*** Block opens ***
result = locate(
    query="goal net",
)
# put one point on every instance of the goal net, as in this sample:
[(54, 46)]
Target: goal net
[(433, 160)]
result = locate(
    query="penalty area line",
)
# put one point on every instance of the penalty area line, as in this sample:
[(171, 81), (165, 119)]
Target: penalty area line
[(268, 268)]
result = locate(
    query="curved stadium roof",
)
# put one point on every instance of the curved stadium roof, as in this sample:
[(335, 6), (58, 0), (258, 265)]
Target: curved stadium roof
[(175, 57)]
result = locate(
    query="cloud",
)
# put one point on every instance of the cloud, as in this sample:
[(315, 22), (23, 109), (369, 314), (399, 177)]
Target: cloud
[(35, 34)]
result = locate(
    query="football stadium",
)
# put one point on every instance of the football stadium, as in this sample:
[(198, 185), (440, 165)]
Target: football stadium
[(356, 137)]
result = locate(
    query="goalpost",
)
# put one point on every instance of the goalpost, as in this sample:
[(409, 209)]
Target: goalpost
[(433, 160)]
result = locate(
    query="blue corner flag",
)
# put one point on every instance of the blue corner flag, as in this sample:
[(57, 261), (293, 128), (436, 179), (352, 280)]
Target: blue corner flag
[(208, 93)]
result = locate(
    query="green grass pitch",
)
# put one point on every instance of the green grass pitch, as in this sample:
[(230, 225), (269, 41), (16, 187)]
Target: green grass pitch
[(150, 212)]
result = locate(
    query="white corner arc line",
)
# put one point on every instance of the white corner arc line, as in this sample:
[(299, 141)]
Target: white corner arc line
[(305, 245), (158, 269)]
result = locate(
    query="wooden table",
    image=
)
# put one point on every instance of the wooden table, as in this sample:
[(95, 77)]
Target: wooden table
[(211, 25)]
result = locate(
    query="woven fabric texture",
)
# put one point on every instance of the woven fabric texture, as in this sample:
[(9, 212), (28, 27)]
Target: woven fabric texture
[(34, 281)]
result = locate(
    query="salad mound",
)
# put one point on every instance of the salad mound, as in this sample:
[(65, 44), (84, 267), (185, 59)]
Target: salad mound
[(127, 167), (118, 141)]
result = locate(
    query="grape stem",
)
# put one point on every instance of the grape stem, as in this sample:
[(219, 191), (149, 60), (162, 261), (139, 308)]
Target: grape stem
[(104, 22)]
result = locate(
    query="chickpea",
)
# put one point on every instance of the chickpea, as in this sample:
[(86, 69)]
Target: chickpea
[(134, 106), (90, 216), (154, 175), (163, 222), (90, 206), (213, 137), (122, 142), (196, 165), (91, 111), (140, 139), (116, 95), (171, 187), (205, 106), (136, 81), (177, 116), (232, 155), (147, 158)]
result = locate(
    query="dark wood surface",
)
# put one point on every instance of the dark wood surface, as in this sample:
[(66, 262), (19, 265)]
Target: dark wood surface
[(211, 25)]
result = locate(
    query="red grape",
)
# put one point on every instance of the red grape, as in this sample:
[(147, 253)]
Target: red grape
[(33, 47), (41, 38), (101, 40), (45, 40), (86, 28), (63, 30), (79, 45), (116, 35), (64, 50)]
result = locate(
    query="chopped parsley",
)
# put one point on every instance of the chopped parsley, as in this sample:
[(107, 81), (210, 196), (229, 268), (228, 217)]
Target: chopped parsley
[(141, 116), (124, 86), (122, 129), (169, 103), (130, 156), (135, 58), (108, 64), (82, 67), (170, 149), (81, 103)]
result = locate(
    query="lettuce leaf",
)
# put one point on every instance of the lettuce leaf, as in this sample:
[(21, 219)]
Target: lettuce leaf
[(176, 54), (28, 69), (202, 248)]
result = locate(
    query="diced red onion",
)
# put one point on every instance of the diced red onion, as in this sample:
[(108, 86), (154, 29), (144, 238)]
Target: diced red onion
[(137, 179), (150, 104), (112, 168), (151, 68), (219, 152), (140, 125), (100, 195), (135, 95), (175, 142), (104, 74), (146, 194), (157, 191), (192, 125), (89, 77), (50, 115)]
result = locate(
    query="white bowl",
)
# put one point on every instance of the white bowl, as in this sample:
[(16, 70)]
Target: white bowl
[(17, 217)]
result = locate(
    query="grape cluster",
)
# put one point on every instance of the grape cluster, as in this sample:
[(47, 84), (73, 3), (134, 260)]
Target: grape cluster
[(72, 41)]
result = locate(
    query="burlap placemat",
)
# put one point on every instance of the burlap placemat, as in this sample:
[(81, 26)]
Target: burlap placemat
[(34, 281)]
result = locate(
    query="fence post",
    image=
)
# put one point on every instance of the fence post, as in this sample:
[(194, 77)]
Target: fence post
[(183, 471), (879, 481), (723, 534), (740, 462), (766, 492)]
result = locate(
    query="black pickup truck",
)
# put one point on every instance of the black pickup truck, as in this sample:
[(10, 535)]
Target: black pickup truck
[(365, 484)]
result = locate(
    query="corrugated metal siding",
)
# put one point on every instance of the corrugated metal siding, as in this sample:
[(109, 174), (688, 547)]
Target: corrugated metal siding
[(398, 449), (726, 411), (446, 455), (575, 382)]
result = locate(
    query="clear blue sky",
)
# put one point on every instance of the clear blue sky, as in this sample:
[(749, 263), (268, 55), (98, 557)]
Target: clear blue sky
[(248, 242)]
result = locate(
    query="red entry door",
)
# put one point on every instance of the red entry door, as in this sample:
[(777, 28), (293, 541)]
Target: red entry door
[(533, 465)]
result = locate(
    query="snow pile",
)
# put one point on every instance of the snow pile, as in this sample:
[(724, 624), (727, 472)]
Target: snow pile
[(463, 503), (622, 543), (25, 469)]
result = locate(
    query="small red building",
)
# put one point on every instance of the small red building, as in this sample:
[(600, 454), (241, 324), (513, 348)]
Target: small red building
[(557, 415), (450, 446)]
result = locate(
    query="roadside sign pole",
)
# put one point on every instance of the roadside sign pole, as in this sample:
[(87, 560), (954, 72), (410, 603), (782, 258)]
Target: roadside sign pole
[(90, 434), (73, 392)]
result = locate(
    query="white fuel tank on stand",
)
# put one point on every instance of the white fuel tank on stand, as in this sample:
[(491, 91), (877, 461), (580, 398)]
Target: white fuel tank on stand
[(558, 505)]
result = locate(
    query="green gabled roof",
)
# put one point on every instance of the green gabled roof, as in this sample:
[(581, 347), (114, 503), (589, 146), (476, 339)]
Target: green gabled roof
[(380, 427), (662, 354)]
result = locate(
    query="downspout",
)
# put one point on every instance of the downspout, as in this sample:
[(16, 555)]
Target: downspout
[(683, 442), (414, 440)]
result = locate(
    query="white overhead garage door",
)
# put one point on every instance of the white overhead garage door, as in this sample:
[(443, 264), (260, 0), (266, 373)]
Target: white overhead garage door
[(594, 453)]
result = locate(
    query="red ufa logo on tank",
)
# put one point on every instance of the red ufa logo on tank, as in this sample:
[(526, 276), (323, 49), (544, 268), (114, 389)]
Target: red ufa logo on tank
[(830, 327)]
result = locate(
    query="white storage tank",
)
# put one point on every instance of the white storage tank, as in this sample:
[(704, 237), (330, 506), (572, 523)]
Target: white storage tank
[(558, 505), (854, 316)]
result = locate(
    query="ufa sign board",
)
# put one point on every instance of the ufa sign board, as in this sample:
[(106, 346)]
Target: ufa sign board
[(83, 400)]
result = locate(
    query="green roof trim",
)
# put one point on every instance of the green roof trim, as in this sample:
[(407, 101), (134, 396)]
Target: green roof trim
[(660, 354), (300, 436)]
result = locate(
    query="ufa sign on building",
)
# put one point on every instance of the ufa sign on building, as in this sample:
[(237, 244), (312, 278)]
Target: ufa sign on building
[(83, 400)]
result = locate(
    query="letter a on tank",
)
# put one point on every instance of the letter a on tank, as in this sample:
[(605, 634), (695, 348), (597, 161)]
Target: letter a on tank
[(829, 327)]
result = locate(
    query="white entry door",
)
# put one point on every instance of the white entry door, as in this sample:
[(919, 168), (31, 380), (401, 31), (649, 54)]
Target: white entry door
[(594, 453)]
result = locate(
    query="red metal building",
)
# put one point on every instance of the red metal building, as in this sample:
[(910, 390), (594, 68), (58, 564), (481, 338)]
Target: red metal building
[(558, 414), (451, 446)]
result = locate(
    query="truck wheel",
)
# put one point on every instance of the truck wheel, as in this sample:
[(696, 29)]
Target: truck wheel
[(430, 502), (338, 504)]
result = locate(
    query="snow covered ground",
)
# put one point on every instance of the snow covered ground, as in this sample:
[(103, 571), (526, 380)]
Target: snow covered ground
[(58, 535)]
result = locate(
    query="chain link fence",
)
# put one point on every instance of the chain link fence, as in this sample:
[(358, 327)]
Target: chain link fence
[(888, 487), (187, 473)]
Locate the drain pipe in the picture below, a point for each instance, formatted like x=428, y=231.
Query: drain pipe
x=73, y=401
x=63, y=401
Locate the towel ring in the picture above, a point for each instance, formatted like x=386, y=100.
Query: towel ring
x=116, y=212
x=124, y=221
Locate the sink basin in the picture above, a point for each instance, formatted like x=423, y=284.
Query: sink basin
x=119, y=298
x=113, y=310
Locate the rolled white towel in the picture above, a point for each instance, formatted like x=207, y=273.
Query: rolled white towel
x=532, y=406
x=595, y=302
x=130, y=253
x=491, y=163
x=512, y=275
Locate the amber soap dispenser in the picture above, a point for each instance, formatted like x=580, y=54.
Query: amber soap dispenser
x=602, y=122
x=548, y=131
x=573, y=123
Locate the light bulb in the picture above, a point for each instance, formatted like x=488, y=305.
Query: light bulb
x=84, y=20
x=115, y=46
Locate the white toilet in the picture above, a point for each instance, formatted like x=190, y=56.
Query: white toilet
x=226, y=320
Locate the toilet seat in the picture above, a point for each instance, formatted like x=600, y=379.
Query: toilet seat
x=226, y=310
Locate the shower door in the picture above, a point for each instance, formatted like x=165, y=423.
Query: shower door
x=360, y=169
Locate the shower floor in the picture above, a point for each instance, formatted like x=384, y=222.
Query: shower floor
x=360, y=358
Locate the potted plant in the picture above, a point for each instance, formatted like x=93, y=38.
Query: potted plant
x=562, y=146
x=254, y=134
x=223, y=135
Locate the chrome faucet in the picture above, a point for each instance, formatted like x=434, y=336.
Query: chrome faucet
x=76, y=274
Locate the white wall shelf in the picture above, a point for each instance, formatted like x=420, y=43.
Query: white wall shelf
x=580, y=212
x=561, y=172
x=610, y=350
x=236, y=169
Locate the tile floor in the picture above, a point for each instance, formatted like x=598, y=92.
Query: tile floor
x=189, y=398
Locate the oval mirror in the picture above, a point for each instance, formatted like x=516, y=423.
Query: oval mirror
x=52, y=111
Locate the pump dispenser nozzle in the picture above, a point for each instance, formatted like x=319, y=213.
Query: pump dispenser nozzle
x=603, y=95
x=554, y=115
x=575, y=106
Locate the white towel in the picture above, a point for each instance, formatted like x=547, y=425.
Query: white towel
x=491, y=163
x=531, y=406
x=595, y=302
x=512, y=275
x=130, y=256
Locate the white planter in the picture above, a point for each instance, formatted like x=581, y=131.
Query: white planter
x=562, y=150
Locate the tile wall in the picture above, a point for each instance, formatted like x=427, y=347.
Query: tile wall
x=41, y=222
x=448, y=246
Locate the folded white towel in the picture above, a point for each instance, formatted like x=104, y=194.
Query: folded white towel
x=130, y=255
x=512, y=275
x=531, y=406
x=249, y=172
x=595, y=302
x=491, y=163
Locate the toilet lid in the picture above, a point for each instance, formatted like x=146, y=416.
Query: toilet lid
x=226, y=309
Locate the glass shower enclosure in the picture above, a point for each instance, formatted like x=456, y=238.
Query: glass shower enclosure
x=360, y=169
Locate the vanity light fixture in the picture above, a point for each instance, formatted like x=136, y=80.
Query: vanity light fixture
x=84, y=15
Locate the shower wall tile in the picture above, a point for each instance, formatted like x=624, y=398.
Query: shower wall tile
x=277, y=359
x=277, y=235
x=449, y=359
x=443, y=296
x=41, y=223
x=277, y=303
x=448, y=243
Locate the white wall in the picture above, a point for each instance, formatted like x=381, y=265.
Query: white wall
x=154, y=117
*** Block closes ***
WHAT IS BEING ASKED =>
Above this task is a listing. Restate, word for word and with nothing added, the lines from the one with "# put one point on every instance of the green grass" through the one with "# put one point on every instance of the woven".

RESULT FOR THIS TASK =>
# put one point on every instance of the green grass pitch, as in this sample:
[(230, 225), (269, 41), (16, 187)]
Target: green grass pitch
[(150, 212)]
result = locate(
    query="white corner arc line",
)
# put one point on every instance of the white corner arc line, as in this sample:
[(299, 141)]
Target: white corner arc line
[(305, 245), (158, 269)]
result = locate(
    query="wooden table",
    image=
)
# put one point on every instance of the wooden table, as in this sample:
[(95, 77)]
Target: wooden table
[(211, 25)]
result = locate(
    query="woven fabric texture",
)
# put one point on every instance of the woven fabric texture, as in this sample:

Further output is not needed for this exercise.